— BEGIN Records provided —

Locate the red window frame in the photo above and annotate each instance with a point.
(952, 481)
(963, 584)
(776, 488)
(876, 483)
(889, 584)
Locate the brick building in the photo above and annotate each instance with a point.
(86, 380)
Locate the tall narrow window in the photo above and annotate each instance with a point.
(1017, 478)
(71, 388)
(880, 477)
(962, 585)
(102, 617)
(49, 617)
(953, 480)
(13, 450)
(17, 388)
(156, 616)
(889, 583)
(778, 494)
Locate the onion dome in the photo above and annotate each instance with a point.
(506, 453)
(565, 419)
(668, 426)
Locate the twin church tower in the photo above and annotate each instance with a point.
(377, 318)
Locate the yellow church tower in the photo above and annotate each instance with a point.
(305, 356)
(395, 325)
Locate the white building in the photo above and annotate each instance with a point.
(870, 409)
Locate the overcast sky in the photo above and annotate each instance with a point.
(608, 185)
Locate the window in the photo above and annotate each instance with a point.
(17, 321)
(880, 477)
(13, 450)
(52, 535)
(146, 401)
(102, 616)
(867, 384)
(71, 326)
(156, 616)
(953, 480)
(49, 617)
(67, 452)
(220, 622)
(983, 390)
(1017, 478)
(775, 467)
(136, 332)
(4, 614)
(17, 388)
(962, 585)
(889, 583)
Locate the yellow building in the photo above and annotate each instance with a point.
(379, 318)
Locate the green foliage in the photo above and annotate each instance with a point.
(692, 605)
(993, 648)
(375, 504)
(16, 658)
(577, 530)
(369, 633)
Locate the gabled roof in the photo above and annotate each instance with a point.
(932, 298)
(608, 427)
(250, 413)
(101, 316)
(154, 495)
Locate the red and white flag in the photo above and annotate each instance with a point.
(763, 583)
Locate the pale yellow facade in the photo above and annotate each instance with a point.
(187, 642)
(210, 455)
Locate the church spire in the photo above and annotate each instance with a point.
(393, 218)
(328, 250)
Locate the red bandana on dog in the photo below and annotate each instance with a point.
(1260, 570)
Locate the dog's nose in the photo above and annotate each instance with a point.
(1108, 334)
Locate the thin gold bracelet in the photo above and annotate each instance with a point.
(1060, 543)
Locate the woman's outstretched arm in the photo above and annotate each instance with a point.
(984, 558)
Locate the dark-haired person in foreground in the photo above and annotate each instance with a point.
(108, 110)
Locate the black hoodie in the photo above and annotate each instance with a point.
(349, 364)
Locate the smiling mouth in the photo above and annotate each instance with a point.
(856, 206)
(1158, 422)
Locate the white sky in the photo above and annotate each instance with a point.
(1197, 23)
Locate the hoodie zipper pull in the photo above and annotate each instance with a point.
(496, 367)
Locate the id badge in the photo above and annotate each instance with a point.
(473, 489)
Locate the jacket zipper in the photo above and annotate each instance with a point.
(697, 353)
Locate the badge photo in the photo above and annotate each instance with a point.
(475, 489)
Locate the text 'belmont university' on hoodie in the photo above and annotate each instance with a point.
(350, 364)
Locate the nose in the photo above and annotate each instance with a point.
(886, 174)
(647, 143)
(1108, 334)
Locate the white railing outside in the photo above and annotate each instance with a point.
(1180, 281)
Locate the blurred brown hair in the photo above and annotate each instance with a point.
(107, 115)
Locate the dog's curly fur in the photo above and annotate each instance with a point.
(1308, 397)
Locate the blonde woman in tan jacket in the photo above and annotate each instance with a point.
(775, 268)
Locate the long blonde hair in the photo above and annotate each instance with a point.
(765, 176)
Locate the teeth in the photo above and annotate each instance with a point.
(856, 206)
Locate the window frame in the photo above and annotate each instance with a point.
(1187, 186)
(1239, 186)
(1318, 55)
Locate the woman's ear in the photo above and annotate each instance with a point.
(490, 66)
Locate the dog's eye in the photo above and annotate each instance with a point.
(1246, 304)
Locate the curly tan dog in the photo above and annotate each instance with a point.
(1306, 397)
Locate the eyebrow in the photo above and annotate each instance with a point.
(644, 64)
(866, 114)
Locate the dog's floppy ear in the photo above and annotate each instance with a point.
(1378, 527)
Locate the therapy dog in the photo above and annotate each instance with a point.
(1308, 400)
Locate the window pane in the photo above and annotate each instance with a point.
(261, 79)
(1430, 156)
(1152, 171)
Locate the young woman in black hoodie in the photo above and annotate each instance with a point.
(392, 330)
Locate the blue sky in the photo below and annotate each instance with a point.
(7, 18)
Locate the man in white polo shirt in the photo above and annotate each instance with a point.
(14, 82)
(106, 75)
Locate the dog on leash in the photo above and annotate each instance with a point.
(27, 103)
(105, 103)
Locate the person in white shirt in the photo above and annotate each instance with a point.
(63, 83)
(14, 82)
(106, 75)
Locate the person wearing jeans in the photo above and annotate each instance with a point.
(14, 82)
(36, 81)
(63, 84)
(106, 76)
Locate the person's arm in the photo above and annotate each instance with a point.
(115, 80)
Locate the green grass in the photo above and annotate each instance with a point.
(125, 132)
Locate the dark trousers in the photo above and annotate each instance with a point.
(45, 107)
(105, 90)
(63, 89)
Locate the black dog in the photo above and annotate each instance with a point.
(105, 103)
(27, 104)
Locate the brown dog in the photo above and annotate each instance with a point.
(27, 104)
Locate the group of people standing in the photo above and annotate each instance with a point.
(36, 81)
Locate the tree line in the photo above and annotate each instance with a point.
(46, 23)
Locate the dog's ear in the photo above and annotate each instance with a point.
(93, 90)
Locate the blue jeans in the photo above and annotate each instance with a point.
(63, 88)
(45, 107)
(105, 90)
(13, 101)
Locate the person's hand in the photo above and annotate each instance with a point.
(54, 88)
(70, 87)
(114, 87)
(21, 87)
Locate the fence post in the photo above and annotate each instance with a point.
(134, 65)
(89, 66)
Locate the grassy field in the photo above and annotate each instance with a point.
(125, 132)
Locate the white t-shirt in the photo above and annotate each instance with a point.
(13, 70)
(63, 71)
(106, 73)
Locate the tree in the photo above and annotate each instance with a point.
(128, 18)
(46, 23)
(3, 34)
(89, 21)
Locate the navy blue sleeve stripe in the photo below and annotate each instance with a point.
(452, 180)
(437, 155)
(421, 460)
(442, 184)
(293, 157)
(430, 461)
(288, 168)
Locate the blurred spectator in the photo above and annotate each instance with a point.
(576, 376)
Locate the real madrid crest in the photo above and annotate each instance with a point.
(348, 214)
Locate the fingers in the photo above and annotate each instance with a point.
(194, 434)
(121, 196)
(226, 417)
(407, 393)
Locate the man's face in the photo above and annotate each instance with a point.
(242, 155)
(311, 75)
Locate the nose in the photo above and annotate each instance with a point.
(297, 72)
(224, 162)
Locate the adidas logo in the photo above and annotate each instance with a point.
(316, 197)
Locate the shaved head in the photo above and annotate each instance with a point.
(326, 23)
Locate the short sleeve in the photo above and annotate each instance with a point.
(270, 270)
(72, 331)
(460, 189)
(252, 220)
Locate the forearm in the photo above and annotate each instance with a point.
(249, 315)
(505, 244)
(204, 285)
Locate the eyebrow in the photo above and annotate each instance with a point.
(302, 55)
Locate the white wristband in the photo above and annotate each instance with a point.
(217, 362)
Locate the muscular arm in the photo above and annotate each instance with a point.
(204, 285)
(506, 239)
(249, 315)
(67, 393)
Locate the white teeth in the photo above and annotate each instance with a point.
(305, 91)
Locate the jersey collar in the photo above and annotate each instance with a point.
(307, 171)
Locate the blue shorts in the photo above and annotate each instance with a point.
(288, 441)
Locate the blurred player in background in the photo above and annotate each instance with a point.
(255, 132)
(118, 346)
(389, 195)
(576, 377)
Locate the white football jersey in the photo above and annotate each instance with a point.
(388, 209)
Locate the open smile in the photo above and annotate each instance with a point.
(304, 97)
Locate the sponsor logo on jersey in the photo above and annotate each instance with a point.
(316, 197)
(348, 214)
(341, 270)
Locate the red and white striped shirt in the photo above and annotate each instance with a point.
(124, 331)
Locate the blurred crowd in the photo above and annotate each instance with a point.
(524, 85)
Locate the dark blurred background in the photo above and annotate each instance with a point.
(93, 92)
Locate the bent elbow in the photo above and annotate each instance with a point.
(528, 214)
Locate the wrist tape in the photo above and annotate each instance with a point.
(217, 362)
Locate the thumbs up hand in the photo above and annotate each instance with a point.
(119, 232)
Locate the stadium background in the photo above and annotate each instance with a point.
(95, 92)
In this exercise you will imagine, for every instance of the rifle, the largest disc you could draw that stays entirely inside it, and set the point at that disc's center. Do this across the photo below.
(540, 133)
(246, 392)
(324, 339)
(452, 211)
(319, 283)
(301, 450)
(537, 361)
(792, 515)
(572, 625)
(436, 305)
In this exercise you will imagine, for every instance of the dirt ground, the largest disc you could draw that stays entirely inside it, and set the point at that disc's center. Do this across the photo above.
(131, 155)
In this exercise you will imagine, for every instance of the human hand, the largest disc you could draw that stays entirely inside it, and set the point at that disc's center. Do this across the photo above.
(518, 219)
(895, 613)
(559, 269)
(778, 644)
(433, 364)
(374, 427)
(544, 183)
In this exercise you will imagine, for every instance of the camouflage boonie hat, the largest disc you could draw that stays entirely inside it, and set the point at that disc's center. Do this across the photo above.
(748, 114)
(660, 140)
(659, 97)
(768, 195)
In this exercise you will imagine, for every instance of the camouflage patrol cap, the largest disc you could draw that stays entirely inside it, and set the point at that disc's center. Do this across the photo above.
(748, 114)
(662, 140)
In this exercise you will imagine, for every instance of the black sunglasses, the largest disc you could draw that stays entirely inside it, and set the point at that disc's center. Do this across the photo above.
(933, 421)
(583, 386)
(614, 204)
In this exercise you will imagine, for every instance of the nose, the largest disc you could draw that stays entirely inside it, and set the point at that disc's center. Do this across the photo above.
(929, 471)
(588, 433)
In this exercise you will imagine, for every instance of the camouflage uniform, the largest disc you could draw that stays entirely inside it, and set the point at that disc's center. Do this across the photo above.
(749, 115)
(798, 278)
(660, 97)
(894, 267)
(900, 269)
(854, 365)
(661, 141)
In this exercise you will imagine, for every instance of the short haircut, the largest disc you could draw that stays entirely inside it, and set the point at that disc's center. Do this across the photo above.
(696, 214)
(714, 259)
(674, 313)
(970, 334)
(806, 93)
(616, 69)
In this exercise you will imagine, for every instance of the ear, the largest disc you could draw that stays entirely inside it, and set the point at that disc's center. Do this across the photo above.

— END Records provided —

Written exercise: In the listing above, find the line containing "the camouflage patrol" and please quote exactly that line through the last one, and no other lines.

Task answer:
In this exercise you will imagine, for every instance of the camouflage patrol cap, the largest disc you could draw that stays entirely inside it, and set the point at that disc's center. Do this across the photo above.
(748, 114)
(662, 140)
In this exercise you will imagine, for every instance of the black sunglasses, the largest disc you could draw that stays entirely inside it, and set the point at that disc's center. Do this across the photo above.
(933, 421)
(583, 386)
(614, 204)
In this exercise you will imagine, for every instance of the nose, the largest disc you could draw that stays entirely inside it, and set the point at that disc's center. Do this across the photo above.
(929, 471)
(588, 433)
In this exercise you will imagine, for every instance of the camouflage uniform, the largest disc you could draw that stays entirely inside it, and set the point at that disc's center. Do this across the photo above.
(749, 115)
(798, 278)
(660, 97)
(894, 267)
(900, 269)
(854, 365)
(661, 141)
In this exercise you will imagine, for every instance of the short haircut, the largest disc you could draw that stays entirely inside it, and set the point at that disc's center. Do this across the photo above.
(696, 214)
(714, 259)
(674, 313)
(970, 334)
(806, 93)
(616, 69)
In this exercise you will imagine, for every instance of the ear, the largest disc you could draw that stays entirely inside it, and set the point at that disc's center. Do this across the photo above.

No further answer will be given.